Aufgabe 1: Wie hoch war laut dem Artikel über den Lidl-Datenskandal die Geldbuße, die gegen das Unternehmen wegen der 2008 aufgedeckten Bespitzelung verhängt wurde?
Aufgabe 2: Gib aus dem Artikel über den Lidl-Datenskandal den Abschnitt von „Die nun aufgedeckten“ bis „auch zu Kündigungen.“ wortgetreu aus.

Vorliegender Text:
- - - - -
Neuer Datenskandal: Personalakten in Bochumer Müllcontainer gefunden. Datenschützer werten Vorgang als “äußerst kritisch“.
Hamburg. Die Discountmarkt-Kette Lidl hat auch nach dem im Jahr 2008 aufgedeckten Bespitzelungs-Skandal weiterhin sensible Informationen und Daten bei seinen Mitarbeitern ausgespäht. Der "Spiegel" berichtet in seiner neuen Ausgabe, dass in einem Bochumer Müllcontainer zufällig firmeninterne Akten, darunter Personalakten, gefunden worden seien. Daraus gehe unter anderem hervor, dass Lidl in Personalformularen versucht habe, die gesundheitlichen Ursachen bei der Krankmeldung von Mitarbeitern zu dokumentieren.
Erneut hat sich der Einzelhandelskonzern damit offenbar in einer rechtlichen Grauzone bewegt. "Der Grund der Krankheit geht den Arbeitgeber grundsätzlich erst mal nichts an, und genau deshalb steht die Diagnose ja auch nicht auf dem gelben Krankenzettel", sagte der Bundesbeauftragte für den Datenschutz, Peter Schaar, dem "Spiegel". Die Vorgänge, die noch bis zum Beginn dieses Jahres hin dokumentiert sind, seien "äußerst kritisch" zu beurteilen.
Anfang 2008 hatte der "Stern" einen umfassenden Bespitzelungsskandal bei Lidl aufgedeckt. Systematisch hatte das Unternehmen über längere Zeit seinen eigenen Mitarbeiter von Detektiven ausspähen lassen, unter anderem mit versteckten Kameras in Aufenthaltsräumen. Für dieses Vorgehen wurde das Unternehmen später auf Druck von Datenschützern mit einer - allerdings verglichsweise geringen - Geldbuße von einer Million Euro belegt.
Die nun aufgedeckten Praktiken zeigen, dass sich der Handelsriese gezielt für die Hintergründe gesundheitlicher Probleme bei seinen Mitarbeitern interessierte. Der Versuch einer künstlichen Befruchtung einer Verkäuferin wurde in den Personalakten ebenso festgehalten wie psychische Probleme, eine Tumoroperation oder Bluthochdruck bei anderen Mitarbeitern. Zum Teil führte das offenbar auch zu Kündigungen.
Lidl-Deutschlandchef Frank-Michael Mros gelobte im "Spiegel" Besserung, wies jedoch darauf hin, dass wegen der "Komplexität" des Unternehmens und der internen Prozesse nicht alle Missstände auf einmal beseitigt werden könnten.
- - - - -
Quelldatensätze
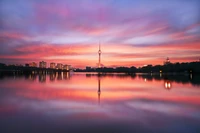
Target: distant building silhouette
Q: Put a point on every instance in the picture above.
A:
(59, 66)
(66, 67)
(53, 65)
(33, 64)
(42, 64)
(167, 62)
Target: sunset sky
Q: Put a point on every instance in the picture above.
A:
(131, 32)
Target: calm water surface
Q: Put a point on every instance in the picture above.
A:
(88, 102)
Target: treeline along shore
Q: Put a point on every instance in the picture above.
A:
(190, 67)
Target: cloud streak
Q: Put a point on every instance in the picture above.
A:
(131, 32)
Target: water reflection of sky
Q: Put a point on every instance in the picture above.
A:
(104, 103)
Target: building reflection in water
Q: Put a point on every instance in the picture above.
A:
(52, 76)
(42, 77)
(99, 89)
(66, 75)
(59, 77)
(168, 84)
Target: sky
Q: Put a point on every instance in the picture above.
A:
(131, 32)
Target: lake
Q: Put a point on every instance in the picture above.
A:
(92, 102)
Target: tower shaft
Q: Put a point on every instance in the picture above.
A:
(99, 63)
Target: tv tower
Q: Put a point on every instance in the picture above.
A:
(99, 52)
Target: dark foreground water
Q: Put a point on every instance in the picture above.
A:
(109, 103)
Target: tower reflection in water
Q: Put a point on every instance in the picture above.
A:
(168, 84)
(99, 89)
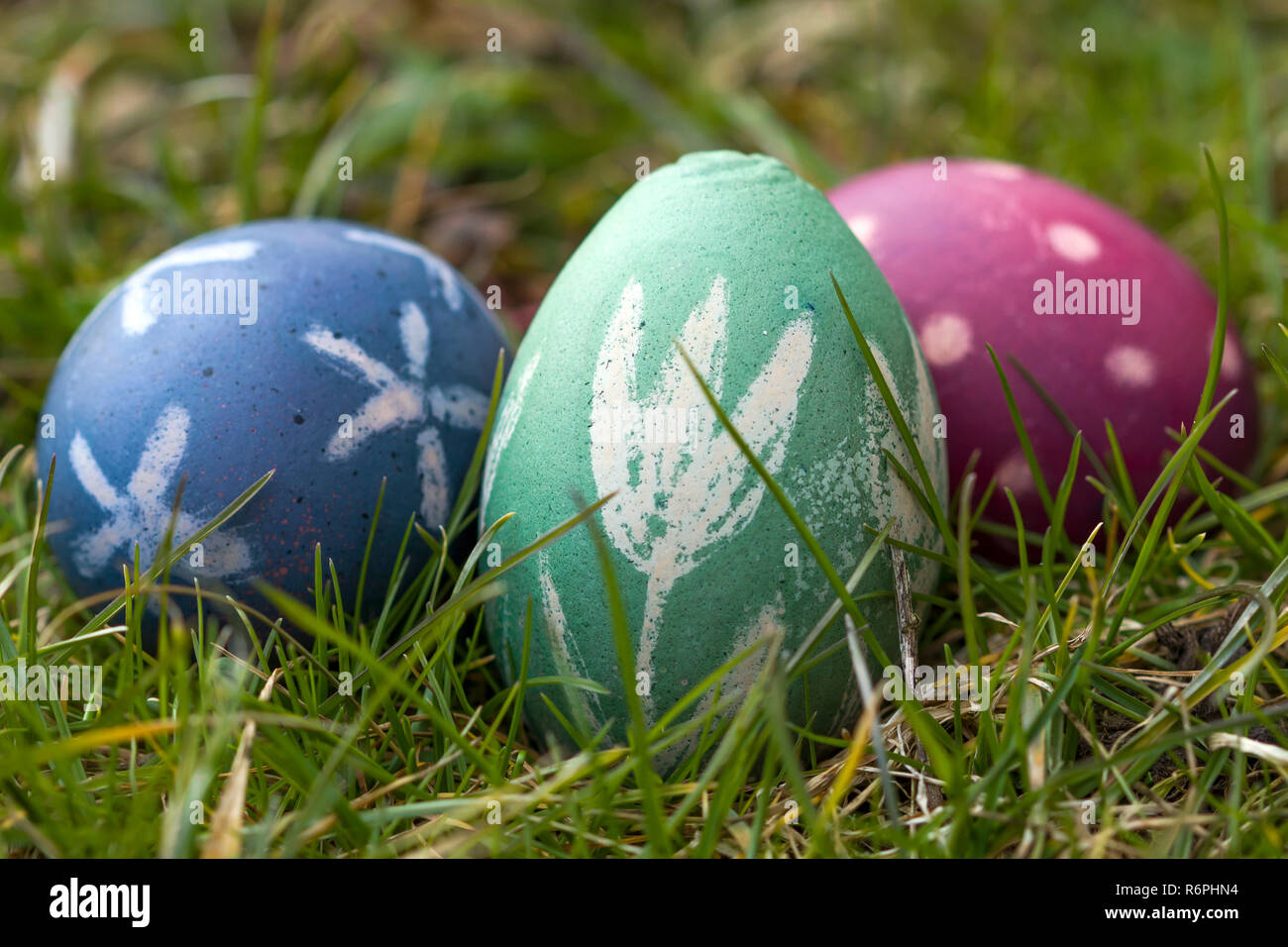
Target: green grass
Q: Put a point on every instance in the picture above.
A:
- - - - -
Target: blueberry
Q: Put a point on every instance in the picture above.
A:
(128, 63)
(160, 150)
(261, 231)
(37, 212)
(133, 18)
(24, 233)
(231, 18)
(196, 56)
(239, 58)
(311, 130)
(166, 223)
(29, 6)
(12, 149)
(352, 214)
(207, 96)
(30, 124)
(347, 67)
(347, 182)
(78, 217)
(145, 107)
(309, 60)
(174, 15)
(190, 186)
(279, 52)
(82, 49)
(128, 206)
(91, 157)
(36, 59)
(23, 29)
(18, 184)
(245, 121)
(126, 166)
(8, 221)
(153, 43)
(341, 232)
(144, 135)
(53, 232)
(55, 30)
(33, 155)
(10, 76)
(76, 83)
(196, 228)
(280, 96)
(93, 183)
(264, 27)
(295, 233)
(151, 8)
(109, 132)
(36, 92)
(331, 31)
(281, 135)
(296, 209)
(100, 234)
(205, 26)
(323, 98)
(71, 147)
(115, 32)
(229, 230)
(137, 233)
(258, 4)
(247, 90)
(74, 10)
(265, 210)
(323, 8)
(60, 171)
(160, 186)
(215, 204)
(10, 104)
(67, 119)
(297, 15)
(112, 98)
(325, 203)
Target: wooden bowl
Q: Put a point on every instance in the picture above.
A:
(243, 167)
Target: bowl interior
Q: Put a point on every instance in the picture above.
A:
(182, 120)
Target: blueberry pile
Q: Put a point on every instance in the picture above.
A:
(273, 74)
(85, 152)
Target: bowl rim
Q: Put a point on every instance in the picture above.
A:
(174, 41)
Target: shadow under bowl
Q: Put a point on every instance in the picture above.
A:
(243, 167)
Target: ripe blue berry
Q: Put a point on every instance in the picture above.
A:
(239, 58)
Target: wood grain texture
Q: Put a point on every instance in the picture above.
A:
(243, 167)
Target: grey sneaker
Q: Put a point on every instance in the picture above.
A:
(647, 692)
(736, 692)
- - - - -
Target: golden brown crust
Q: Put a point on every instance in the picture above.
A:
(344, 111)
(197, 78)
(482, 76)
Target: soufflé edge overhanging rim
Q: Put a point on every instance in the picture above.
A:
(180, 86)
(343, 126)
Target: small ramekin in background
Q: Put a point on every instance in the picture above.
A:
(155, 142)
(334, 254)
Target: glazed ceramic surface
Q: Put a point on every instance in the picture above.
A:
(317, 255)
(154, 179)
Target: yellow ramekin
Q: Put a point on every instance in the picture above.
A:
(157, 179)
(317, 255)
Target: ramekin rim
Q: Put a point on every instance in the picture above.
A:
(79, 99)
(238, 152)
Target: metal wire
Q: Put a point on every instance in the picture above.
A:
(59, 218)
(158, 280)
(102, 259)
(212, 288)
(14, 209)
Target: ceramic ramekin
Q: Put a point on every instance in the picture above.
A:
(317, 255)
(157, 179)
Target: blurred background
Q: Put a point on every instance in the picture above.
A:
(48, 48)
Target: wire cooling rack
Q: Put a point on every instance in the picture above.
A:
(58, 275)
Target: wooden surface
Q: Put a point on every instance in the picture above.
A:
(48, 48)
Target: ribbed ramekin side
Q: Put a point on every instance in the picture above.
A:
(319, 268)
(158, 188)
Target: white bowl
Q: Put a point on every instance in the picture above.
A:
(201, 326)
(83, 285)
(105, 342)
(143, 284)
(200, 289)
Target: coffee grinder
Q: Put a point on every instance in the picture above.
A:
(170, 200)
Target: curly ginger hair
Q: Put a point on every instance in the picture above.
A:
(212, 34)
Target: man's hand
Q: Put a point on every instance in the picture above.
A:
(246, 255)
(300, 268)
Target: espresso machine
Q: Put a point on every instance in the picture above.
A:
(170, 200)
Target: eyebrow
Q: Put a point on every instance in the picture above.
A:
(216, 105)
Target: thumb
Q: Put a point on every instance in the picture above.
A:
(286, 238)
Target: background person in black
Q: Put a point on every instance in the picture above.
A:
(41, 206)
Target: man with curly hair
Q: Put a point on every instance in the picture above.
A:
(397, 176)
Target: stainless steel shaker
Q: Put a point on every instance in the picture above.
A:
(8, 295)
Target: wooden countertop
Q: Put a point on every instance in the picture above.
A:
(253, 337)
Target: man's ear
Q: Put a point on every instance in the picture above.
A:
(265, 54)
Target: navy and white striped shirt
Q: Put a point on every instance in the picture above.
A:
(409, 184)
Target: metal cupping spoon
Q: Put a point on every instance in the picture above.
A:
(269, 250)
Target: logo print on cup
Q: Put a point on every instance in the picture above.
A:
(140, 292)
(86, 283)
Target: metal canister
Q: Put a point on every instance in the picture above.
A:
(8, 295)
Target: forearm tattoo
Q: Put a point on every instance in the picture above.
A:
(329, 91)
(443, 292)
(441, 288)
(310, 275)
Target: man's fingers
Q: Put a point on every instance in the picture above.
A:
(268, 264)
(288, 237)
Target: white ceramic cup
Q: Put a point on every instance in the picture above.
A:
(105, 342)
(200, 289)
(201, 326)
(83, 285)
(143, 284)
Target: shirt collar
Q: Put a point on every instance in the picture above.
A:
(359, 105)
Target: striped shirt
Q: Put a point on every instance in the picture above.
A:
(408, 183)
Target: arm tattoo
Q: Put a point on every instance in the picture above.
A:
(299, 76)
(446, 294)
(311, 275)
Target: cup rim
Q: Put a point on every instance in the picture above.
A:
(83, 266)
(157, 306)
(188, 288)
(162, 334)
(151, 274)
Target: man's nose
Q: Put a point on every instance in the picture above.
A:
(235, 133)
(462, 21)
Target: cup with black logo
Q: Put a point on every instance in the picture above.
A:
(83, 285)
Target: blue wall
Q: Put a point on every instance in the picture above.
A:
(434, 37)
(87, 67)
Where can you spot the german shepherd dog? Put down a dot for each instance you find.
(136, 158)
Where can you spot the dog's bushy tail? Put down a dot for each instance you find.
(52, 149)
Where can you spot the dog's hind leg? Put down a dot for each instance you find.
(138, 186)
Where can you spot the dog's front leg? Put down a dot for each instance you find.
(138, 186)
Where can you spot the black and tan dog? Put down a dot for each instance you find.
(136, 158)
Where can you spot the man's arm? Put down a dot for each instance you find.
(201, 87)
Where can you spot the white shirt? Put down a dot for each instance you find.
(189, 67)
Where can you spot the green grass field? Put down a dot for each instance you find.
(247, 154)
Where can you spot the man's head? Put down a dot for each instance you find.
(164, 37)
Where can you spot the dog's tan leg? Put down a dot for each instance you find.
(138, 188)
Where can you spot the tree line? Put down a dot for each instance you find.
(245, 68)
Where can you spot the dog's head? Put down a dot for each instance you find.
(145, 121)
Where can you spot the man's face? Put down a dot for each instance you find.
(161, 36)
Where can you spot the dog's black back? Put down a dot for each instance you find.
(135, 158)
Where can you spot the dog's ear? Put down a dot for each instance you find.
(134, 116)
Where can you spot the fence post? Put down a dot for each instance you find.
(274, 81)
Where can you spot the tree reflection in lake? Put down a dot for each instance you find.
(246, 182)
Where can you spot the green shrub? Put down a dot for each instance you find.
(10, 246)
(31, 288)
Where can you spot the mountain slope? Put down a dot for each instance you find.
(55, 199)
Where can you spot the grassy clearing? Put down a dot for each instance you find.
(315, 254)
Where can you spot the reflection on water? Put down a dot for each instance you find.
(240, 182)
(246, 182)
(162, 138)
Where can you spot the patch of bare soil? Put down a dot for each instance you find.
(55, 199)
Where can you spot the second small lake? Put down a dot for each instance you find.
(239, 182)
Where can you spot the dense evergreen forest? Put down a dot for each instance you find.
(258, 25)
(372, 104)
- - - - -
Ergebnis 1: Eine Million Euro.

Ergebnis 2:
Die nun aufgedeckten Praktiken zeigen, dass sich der Handelsriese gezielt für die Hintergründe gesundheitlicher Probleme bei seinen Mitarbeitern interessierte. Der Versuch einer künstlichen Befruchtung einer Verkäuferin wurde in den Personalakten ebenso festgehalten wie psychische Probleme, eine Tumoroperation oder Bluthochdruck bei anderen Mitarbeitern. Zum Teil führte das offenbar auch zu Kündigungen.